Exercise description: Exact reproduction is required for all entries.

Source information:
★ ★ ★ ★ ★ ★ ★

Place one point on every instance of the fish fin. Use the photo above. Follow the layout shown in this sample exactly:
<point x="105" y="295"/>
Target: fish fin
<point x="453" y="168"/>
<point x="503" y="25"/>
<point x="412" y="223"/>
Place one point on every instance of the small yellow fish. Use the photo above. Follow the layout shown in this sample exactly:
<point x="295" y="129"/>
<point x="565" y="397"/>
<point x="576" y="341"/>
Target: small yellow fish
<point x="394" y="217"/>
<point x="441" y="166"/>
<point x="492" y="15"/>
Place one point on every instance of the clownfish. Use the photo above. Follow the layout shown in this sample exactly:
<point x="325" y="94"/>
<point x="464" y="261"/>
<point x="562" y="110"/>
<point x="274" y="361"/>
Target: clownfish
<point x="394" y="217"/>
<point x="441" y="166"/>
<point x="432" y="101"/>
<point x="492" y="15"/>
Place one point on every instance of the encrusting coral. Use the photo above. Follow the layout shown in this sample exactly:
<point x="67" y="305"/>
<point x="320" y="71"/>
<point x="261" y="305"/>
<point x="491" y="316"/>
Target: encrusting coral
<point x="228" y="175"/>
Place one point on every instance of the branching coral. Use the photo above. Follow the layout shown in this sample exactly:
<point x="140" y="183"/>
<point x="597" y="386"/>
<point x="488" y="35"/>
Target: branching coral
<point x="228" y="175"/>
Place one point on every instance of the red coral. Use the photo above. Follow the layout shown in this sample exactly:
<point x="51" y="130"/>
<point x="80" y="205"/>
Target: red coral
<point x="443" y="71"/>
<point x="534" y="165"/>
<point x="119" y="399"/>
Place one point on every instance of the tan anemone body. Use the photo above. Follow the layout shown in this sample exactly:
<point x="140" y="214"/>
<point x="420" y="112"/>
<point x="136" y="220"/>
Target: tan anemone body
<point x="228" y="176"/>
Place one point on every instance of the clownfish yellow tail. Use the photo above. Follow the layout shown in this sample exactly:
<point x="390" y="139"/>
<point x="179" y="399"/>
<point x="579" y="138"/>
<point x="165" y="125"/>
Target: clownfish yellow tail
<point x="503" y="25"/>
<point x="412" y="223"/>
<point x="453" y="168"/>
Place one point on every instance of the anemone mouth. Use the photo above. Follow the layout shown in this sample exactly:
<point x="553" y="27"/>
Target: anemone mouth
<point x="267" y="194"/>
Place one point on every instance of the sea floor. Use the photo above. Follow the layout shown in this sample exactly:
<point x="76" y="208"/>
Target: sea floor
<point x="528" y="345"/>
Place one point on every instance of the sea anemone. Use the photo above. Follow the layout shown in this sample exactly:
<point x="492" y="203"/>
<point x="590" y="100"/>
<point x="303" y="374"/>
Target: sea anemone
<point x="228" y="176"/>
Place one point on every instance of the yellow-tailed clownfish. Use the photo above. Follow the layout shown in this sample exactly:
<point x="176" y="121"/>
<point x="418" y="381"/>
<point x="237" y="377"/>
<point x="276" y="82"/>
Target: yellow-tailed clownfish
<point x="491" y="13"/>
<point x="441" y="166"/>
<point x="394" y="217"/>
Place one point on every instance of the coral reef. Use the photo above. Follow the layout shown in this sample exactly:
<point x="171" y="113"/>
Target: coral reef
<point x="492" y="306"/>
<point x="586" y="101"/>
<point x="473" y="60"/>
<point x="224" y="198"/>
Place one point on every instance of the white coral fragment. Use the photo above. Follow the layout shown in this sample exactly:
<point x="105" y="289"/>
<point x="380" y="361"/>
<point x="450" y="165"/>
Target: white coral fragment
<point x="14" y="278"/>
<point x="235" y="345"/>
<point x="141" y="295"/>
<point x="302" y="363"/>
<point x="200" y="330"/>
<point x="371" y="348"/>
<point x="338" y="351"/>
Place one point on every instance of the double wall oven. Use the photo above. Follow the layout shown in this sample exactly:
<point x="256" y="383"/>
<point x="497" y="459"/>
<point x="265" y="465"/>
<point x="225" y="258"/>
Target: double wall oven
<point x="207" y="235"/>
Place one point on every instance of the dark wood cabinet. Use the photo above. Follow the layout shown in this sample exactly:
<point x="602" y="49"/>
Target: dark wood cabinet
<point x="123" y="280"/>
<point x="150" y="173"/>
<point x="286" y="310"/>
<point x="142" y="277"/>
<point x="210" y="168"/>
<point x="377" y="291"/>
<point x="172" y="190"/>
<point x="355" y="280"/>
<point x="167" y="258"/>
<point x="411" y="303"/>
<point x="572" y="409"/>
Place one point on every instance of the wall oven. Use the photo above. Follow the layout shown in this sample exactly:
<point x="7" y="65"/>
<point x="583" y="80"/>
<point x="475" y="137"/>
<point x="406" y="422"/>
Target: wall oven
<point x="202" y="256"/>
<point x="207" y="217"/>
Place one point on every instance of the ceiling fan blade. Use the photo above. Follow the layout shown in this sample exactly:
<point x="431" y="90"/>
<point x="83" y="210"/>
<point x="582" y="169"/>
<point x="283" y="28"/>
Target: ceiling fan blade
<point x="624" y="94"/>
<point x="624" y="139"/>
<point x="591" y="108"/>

★ ★ ★ ★ ★ ★ ★

Written solution:
Place one point on every instance of the fish fin. Use the photo above. Follow the layout shown in this sample exactly:
<point x="105" y="295"/>
Target: fish fin
<point x="453" y="168"/>
<point x="503" y="25"/>
<point x="412" y="223"/>
Place one point on every instance of the small yellow fish. Use the photo above. Follow the layout shown in this sample exactly:
<point x="295" y="129"/>
<point x="565" y="397"/>
<point x="576" y="341"/>
Target: small yellow fish
<point x="394" y="217"/>
<point x="441" y="166"/>
<point x="492" y="15"/>
Place one point on every instance of the clownfish. Use the photo above. Follow the layout shown in this sample exactly:
<point x="325" y="94"/>
<point x="464" y="261"/>
<point x="562" y="110"/>
<point x="274" y="361"/>
Target: clownfish
<point x="394" y="217"/>
<point x="441" y="166"/>
<point x="432" y="101"/>
<point x="492" y="15"/>
Place one point on every instance of the encrusting coral. Use the photo above. Follow the layout shown in this sample exactly:
<point x="67" y="305"/>
<point x="320" y="71"/>
<point x="261" y="305"/>
<point x="491" y="316"/>
Target: encrusting coral
<point x="228" y="175"/>
Place one point on every instance of the branching coral. Use the photo above. Follow the layout shown in this sample exactly:
<point x="140" y="183"/>
<point x="597" y="386"/>
<point x="488" y="35"/>
Target: branching coral
<point x="228" y="175"/>
Place one point on every instance of the red coral. Use the photo above. Follow the layout shown in this sample exactly:
<point x="51" y="130"/>
<point x="80" y="205"/>
Target: red coral
<point x="443" y="71"/>
<point x="534" y="165"/>
<point x="119" y="399"/>
Place one point on every instance of the tan anemone body. Use the photo above. Follow the layout shown in this sample exactly:
<point x="140" y="214"/>
<point x="420" y="112"/>
<point x="136" y="220"/>
Target: tan anemone body
<point x="228" y="176"/>
Place one point on every instance of the clownfish yellow tail. Use the photo above. Follow the layout shown in this sample exactly:
<point x="390" y="139"/>
<point x="179" y="399"/>
<point x="579" y="138"/>
<point x="165" y="125"/>
Target: clownfish yellow tail
<point x="503" y="25"/>
<point x="412" y="223"/>
<point x="453" y="168"/>
Place one point on every instance of the anemone mouth. Use the photo above. Follow the layout shown in this sample exactly:
<point x="553" y="27"/>
Target: anemone mouth
<point x="267" y="194"/>
Place one point on every instance of the sea floor. Use the photo above. Follow the layout shown in this sample exactly:
<point x="76" y="208"/>
Target: sea floor
<point x="528" y="345"/>
Place one point on every instance of the sea anemone. Use the photo above. Follow the layout shown in this sample exactly:
<point x="492" y="203"/>
<point x="590" y="100"/>
<point x="303" y="374"/>
Target: sea anemone
<point x="228" y="176"/>
Place one point on every instance of the yellow-tailed clownfish. Use the photo above. Follow the layout shown in this sample exactly:
<point x="176" y="121"/>
<point x="418" y="381"/>
<point x="237" y="377"/>
<point x="276" y="82"/>
Target: yellow-tailed clownfish
<point x="491" y="13"/>
<point x="441" y="166"/>
<point x="394" y="217"/>
Place one point on every instance of the coral reef. Use the photo above. Follow the layout shown in this sample exactly:
<point x="171" y="113"/>
Target: coral reef
<point x="492" y="306"/>
<point x="586" y="101"/>
<point x="473" y="60"/>
<point x="224" y="198"/>
Place one point on every instance of the white coral fragment. Use the photo above. Follow the layout shown in this sample exactly:
<point x="105" y="289"/>
<point x="380" y="361"/>
<point x="450" y="165"/>
Target: white coral fragment
<point x="14" y="278"/>
<point x="235" y="345"/>
<point x="141" y="295"/>
<point x="302" y="363"/>
<point x="200" y="330"/>
<point x="371" y="348"/>
<point x="338" y="351"/>
Place one point on every instance of the double wall oven. Use the photo above. Follow the layout shown in this sample exactly:
<point x="256" y="383"/>
<point x="497" y="459"/>
<point x="265" y="465"/>
<point x="225" y="258"/>
Target: double wall oven
<point x="207" y="235"/>
Place one point on every instance of the dark wood cabinet. Use the photo above. Follow the layout shown in this sample exactly:
<point x="602" y="49"/>
Target: dark wood cabinet
<point x="123" y="280"/>
<point x="150" y="173"/>
<point x="286" y="310"/>
<point x="142" y="277"/>
<point x="210" y="168"/>
<point x="377" y="291"/>
<point x="172" y="190"/>
<point x="355" y="280"/>
<point x="167" y="258"/>
<point x="411" y="303"/>
<point x="572" y="409"/>
Place one point on every instance of the wall oven. Use the photo above. Follow the layout shown in this sample exactly:
<point x="7" y="65"/>
<point x="583" y="80"/>
<point x="475" y="137"/>
<point x="406" y="422"/>
Target: wall oven
<point x="202" y="256"/>
<point x="207" y="217"/>
Place one point on every instance of the ceiling fan blade. Use the photo above. Follow the layout shown in this sample exactly:
<point x="431" y="90"/>
<point x="83" y="210"/>
<point x="582" y="169"/>
<point x="283" y="28"/>
Target: ceiling fan blade
<point x="624" y="94"/>
<point x="624" y="139"/>
<point x="591" y="108"/>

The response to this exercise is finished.